[Extrait de texte]
Dan Stoenescu devant un avion du Programme alimentaire mondial
Dan Stoenescu, chef de la délégation de l’UE pour la Syrie, lors d’un déplacement sur les territoires contrôlés par le régime de Damas, effectué à bord d’un avion du Programme alimentaire mondial, le 8 août 2022. Dan Stoenescu/Facebook

Si l’UE a longtemps prôné la fermeté face au régime de Bachar Al-Assad, coupable depuis 2011 de nombreux crimes de guerre avérés à l’égard de son propre peuple (le bilan humain est estimé entre 306 000 et 610 000 victimes), ce n’est plus réellement le cas.

Au nom du pragmatisme, la délégation de l’UE pour la Syrie – qui a déménagé à Beyrouth en 2012 et dont le rôle est de promouvoir les valeurs européennes et de superviser localement la politique de l’UE en matière de relations extérieures et d’aides – tend dernièrement à changer de ton à l’égard du pouvoir syrien en place. Avec quelles conséquences ?

Une fermeté qui n’a duré qu’un temps

En juillet 2011, six mois après le début de la révolution syrienne, Catherine Ashton, alors Haute Représentante de l’UE pour les affaires étrangères et la politique de sécurité, exige le départ de Bachar Al-Assad, en accord avec la stratégie adoptée par les États-Unis et une majorité de pays européens, dont la France et le Royaume-Uni, au sein du Conseil de sécurité de l’ONU.

De son côté, le président américain Barack Obama définit en août 2012 une « ligne rouge » à ne pas dépasser par le régime de Damas, sous peine de conséquences dévastatrices : l’utilisation d’armes chimiques.

[Extrait des données]
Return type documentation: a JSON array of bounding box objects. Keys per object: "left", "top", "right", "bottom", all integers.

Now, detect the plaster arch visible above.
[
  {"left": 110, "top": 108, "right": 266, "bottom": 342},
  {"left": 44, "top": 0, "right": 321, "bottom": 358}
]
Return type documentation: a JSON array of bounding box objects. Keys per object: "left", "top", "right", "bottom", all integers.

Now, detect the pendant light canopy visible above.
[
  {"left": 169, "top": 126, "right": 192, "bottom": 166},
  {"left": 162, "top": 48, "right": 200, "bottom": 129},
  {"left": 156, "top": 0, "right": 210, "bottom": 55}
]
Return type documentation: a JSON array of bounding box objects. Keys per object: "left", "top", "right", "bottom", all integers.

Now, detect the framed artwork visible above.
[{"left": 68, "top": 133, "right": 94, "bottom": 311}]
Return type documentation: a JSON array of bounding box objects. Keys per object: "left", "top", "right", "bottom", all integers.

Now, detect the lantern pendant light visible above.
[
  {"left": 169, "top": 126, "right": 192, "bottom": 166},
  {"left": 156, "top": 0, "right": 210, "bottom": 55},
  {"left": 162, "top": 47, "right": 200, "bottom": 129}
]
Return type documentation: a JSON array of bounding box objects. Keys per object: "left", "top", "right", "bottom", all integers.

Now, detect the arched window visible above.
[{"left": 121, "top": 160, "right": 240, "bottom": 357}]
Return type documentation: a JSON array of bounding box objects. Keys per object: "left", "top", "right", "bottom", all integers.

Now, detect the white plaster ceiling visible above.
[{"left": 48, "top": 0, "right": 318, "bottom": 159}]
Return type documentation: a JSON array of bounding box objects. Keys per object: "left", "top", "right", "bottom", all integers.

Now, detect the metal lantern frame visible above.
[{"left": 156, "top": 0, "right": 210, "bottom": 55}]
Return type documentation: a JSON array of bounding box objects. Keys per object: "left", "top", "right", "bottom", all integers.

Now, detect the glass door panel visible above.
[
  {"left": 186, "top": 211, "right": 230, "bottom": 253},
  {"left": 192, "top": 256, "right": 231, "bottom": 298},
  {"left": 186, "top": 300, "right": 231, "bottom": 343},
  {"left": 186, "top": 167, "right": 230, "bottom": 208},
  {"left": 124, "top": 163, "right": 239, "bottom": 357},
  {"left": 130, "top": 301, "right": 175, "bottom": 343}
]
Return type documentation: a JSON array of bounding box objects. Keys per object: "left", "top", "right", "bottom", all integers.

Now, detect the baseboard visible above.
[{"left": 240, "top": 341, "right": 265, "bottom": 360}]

...

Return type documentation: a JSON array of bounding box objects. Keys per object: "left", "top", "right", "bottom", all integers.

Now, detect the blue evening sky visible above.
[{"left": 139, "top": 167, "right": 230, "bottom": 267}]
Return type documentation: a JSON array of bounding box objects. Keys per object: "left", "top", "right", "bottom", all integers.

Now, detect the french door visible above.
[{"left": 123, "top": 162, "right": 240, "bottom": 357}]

---

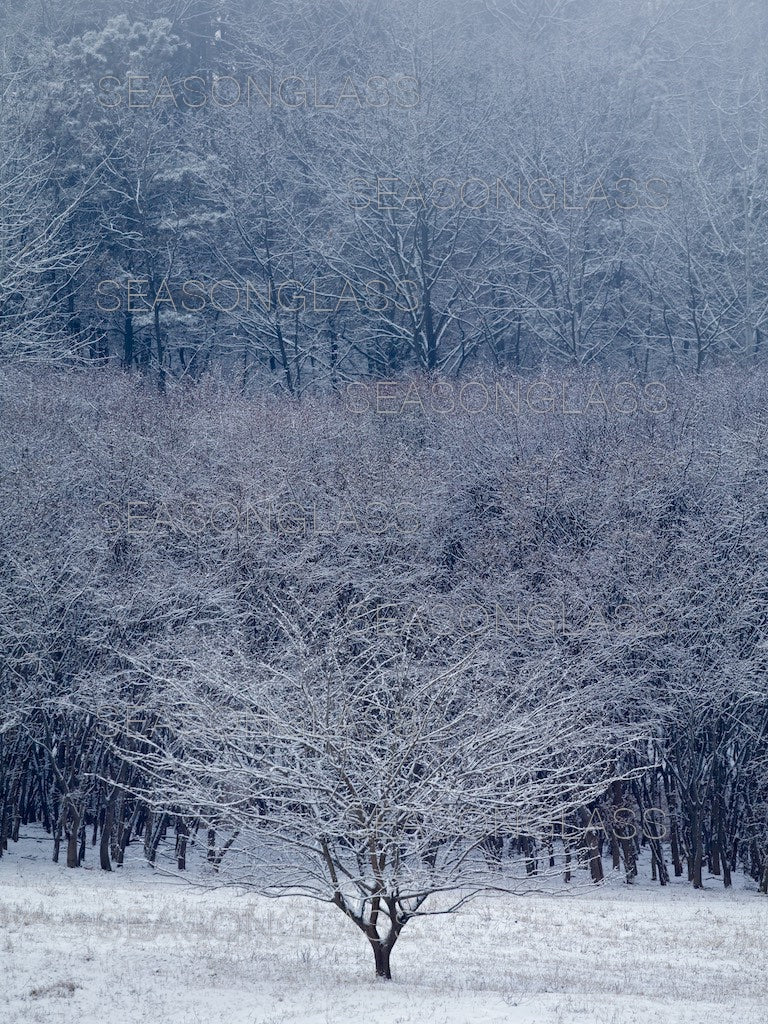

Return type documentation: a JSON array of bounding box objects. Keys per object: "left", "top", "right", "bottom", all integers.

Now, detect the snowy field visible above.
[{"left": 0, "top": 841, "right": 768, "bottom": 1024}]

[Travail à faire]
1. Récrivez plus brièvement le paragraphe de l'extrait sur la politique de l'UE envers la Syrie qui commence par « Au nom du pragmatisme », en conservant ses faits principaux.
2. Répondez aux questions suivantes à partir de l'extrait sur la politique de l'UE envers la Syrie :
(a) Dans quelle ville et en quelle année la délégation de l'UE pour la Syrie a-t-elle déménagé ?
(b) Qui exige le départ de Bachar Al-Assad en juillet 2011 ?
(c) Quelle « ligne rouge » Barack Obama définit-il en août 2012 ?
3. Donnez la suite de l'extrait sur la politique de l'UE envers la Syrie, à partir de sa dernière phrase.
Vous n'avez pas besoin des enregistrements.

[Réponses]
1. Par pragmatisme, la délégation de l'UE pour la Syrie adoucit depuis peu son ton envers le pouvoir syrien. Installée à Beyrouth depuis 2012, elle a pour rôle de promouvoir les valeurs européennes et de superviser sur place la politique de l'UE en matière de relations extérieures et d'aides.

2.
(a) À Beyrouth, en 2012.
(b) Catherine Ashton, alors Haute Représentante de l'UE pour les affaires étrangères et la politique de sécurité.
(c) L'utilisation d'armes chimiques par le régime de Damas.

3.
Pourtant, l’attaque de la Ghouta orientale en août 2013 reste sans conséquences, Washington décidant de s’abstenir d’intervenir. Un revirement qui annonce celui, progressif, de l’UE.

En effet, à partir de 2015, la peur d’une « crise des réfugiés », couplée aux premiers succès de l’intervention russe et à l’implantation de « zones de désescalade » en Syrie, conduit l’UE à adopter une ligne essentiellement centrée sur les sanctions économiques et l’aide humanitaire. Elle écarte ainsi la possibilité d’essayer de faire preuve d’influence politique pour faciliter la résolution du conflit.

À cette période, comme le constatent le chercheur Dimitris Bouris et l’ancien chef de la délégation de l’UE pour la Syrie Anis Nacrour, « l’UE réduit sa marge de manœuvre au rôle de partenaire financier et fournisseur d’assistance technique aux initiatives de médiation des Nations unies ».

Ce revirement européen observé dès l’automne 2015 n’a pas été sans conséquences pour la stratégie de communication des alliés de Damas qui, constatant que les Occidentaux ne réclamaient plus avec la même vigueur le départ d’Al-Assad, se mirent à affirmer que ce dernier avait gagné la guerre – et ce, malgré la persistance de violences systématiques, voire génocidaires, imposées au peuple syrien par le régime.

Syrie : l’aide humanitaire de l’UE, 24 avril 2018.

Actuellement, l’UE, qui a adopté progressivement l’idée d’un plan de « réhabilitation précoce », est fortement impliquée en Syrie aux côtés de l’ONU, qui continue à demander un cessez-le-feu associé à une solution politique à l’initiative des Syriens depuis l’adoption à l’unanimité par les membres du Conseil de sécurité de la résolution 2254 en décembre 2015).

Cette coopération se manifeste notamment dans la conférence annuelle sur l’aide à apporter pour l’avenir de la Syrie et des pays de la région : en mai 2022, 6,4 milliards d’euros ont ainsi été mobilisés.

Mouvements diplomatiques récents au sein de la délégation de l’UE en Syrie

Jusqu’à l’automne 2021, la délégation de l’UE en Syrie restait discrète quant à la composition de son équipe, ses activités et ses déplacements à Damas. Sa page Facebook affichait essentiellement des informations relatives aux acteurs de l’UE engagés en Syrie ainsi que dans les pays limitrophes.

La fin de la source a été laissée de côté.